Kläger und Beklagter behaupteten und beschworen beide, sie seien Eigentümer und setzten eine sog. Wettsumme (sacramentum) auf ihren Eid. Diese Wette bzw. der Schwur war wesentlich, auch im Namen der Klage erwähnt und zumindest ursprünglich von religiöser Bedeutung. Der Einsatz des Verlierers ging an die Staatskasse; es handelt sich somit um eine Vorform des prozessualen Kostenrisikos.
--------------------
_Ziel der Übung_
Zitiere aus dem Text über die Wettsumme die Stelle von „Kläger und Beklagter“ bis einschließlich „des prozessualen Kostenrisikos.“.

_Gegebene Zeilen_
--------------------
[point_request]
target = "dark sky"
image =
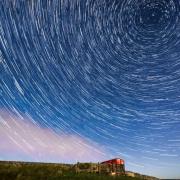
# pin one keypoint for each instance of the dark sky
(107, 71)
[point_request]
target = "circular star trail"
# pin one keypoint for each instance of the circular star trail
(107, 70)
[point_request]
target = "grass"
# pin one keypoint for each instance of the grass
(40, 171)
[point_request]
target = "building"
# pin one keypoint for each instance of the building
(114, 167)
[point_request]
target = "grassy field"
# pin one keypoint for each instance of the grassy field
(42, 171)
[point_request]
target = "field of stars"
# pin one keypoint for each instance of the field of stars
(91, 80)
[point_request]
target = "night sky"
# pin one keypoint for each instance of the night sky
(90, 80)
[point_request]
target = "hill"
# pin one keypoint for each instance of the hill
(11, 170)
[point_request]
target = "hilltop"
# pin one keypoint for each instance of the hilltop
(12, 170)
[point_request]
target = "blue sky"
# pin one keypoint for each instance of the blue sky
(105, 71)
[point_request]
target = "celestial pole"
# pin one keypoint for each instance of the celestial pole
(104, 73)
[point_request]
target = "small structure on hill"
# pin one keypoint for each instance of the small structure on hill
(113, 167)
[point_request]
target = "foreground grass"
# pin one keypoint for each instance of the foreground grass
(40, 171)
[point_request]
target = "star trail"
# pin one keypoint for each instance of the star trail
(94, 78)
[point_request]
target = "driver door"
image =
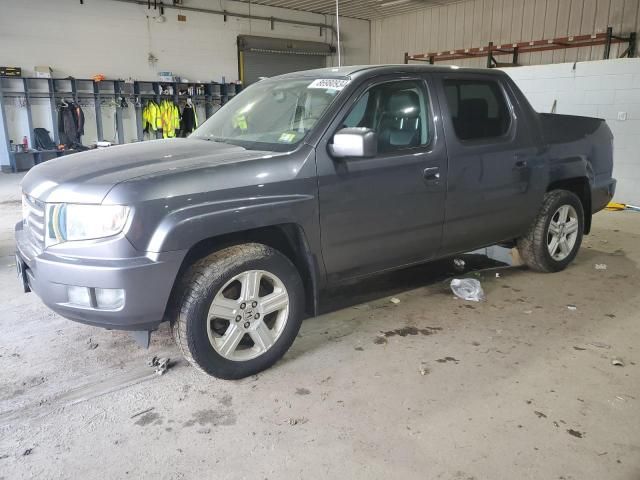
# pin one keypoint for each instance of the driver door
(387, 211)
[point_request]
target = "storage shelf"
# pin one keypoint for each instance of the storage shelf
(215, 94)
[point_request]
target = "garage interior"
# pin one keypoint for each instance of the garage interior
(396, 376)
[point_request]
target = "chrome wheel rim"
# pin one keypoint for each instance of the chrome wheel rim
(248, 315)
(562, 233)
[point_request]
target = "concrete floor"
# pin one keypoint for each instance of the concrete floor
(517, 387)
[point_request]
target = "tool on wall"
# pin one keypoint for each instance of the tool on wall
(338, 31)
(492, 50)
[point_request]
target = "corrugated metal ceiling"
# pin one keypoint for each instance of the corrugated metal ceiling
(364, 9)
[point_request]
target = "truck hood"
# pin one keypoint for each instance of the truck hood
(88, 177)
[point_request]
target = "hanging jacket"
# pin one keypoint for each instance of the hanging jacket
(188, 120)
(151, 117)
(169, 118)
(78, 117)
(42, 140)
(67, 126)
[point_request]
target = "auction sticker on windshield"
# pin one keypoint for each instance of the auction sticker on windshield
(330, 83)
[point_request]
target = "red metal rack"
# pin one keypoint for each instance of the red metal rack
(514, 49)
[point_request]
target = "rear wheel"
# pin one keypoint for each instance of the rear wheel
(239, 311)
(554, 238)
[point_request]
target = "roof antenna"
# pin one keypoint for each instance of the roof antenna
(338, 31)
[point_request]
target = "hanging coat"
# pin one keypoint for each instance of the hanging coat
(67, 128)
(188, 120)
(169, 118)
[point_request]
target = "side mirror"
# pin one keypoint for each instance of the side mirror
(354, 142)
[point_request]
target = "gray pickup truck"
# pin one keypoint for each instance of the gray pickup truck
(301, 181)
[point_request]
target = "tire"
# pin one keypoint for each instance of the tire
(206, 331)
(536, 246)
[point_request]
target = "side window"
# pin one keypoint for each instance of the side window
(478, 109)
(396, 111)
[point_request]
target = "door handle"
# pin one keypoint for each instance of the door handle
(431, 174)
(521, 164)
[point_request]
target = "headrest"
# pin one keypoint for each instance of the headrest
(403, 104)
(474, 108)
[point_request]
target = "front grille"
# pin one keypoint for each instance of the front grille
(33, 222)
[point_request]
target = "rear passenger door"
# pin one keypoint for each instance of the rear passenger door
(491, 156)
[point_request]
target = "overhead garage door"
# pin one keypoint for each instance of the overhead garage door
(268, 57)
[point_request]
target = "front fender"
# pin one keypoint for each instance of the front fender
(187, 226)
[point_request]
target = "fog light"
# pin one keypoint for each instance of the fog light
(110, 298)
(79, 296)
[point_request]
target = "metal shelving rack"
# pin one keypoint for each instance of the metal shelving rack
(491, 51)
(56, 89)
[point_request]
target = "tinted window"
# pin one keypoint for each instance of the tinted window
(396, 111)
(478, 109)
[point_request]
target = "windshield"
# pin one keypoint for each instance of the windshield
(272, 115)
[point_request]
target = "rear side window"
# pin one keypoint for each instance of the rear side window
(478, 109)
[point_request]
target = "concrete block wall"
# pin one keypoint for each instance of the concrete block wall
(608, 89)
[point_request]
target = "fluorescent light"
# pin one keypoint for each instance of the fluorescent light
(394, 2)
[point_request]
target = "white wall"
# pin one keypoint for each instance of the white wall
(474, 23)
(605, 89)
(115, 38)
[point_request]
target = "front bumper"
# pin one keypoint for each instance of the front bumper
(147, 279)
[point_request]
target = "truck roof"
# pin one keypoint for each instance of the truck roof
(357, 71)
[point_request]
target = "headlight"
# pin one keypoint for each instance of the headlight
(68, 221)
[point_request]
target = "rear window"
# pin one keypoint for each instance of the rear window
(478, 109)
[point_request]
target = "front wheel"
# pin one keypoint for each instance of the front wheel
--------------------
_Ergebnis_
Kläger und Beklagter behaupteten und beschworen beide, sie seien Eigentümer und setzten eine sog. Wettsumme (sacramentum) auf ihren Eid. Diese Wette bzw. der Schwur war wesentlich, auch im Namen der Klage erwähnt und zumindest ursprünglich von religiöser Bedeutung. Der Einsatz des Verlierers ging an die Staatskasse; es handelt sich somit um eine Vorform des prozessualen Kostenrisikos.